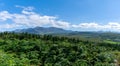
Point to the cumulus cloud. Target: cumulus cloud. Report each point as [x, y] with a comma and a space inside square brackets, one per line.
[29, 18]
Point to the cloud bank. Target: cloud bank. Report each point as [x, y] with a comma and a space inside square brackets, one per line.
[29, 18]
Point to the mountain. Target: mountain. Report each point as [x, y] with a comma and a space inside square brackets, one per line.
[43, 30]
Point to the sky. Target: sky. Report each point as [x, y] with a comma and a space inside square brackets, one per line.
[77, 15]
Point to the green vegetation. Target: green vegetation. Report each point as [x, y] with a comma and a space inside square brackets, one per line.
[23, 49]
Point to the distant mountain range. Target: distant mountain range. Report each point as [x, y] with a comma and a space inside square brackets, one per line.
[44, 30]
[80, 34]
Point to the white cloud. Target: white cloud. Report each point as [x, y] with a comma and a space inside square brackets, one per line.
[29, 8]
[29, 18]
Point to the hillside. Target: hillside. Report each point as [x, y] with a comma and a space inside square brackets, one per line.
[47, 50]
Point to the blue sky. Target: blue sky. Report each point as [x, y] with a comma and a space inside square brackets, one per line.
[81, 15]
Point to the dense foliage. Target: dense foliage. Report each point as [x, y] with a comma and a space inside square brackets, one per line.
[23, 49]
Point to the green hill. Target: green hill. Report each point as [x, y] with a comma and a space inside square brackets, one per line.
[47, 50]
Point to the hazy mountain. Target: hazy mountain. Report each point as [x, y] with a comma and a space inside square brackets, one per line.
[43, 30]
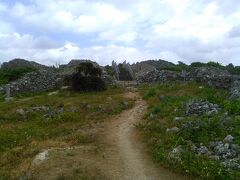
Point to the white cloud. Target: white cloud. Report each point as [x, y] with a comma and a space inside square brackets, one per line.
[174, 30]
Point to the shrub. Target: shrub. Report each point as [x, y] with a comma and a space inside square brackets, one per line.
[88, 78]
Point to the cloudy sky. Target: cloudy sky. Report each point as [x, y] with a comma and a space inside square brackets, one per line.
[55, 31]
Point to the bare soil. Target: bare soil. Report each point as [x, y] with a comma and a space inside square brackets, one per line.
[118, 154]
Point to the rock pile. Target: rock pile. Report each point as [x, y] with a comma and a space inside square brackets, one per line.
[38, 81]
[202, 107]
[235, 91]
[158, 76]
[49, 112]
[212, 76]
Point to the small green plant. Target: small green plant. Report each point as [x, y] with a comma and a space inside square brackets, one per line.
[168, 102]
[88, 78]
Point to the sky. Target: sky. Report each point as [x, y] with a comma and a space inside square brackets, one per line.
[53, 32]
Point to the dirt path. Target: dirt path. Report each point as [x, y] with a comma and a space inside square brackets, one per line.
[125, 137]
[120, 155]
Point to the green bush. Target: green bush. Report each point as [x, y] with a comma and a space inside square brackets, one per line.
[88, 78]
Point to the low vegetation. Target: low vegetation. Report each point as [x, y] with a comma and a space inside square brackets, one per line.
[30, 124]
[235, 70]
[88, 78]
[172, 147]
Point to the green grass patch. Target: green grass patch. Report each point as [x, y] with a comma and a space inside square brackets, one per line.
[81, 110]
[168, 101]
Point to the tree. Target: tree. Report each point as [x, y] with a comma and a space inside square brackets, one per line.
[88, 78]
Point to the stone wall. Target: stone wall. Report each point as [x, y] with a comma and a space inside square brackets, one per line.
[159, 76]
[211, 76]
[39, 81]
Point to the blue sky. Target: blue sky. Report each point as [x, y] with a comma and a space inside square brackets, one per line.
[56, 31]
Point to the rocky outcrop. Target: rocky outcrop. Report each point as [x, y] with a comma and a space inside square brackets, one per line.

* * * * * * *

What is required ->
Copy out the part of the listing above that opens with the line containing "Point to the small" and runs through the end of the listing, keeping every line unchanged.

Task solution ->
Point to the small green plant. Target: small green plant. Report each point as [x, y] with a comma and a space inside square brackets, one per line.
[168, 102]
[88, 78]
Point to the sky. Target: sky. Report each point as [x, y] with a comma and a space inside square brackets, one per line.
[53, 32]
Point to the dirt path. Target: dirt path. Report each point as [x, y] with a comma and a space inside square brackets, one per line.
[125, 137]
[120, 155]
Point to the green bush. Target: green bush. Report each point as [x, y] with a comma and a space inside square brackets, one per line.
[88, 78]
Point to the low vegetation. Target: low vegetation. Report each point as [x, y] with a comma and a space inside square brackets, one per line.
[30, 124]
[235, 70]
[88, 78]
[172, 147]
Point to the green grass patch. Target: green grass patch. Report each point as [x, y] with a comma and a space inside square brackets, one per line.
[81, 110]
[168, 101]
Point to the tree. Target: tree. Report each point as [x, y] with a comma and a space inside square brackets, one per line.
[88, 78]
Point to the stone wall. Target: stone wall. Report each point as [x, y] with a comma and a space inside square brackets, one per line.
[159, 76]
[211, 76]
[39, 81]
Point to the blue sky. Target: blue sky. Report each point as [x, y] with a comma and a space inside square brackets, one per line.
[56, 31]
Point to the rocky outcrop. Target: rocky outcrop. Report each point as [x, y] with a comma and a space inside square brackets, one per line.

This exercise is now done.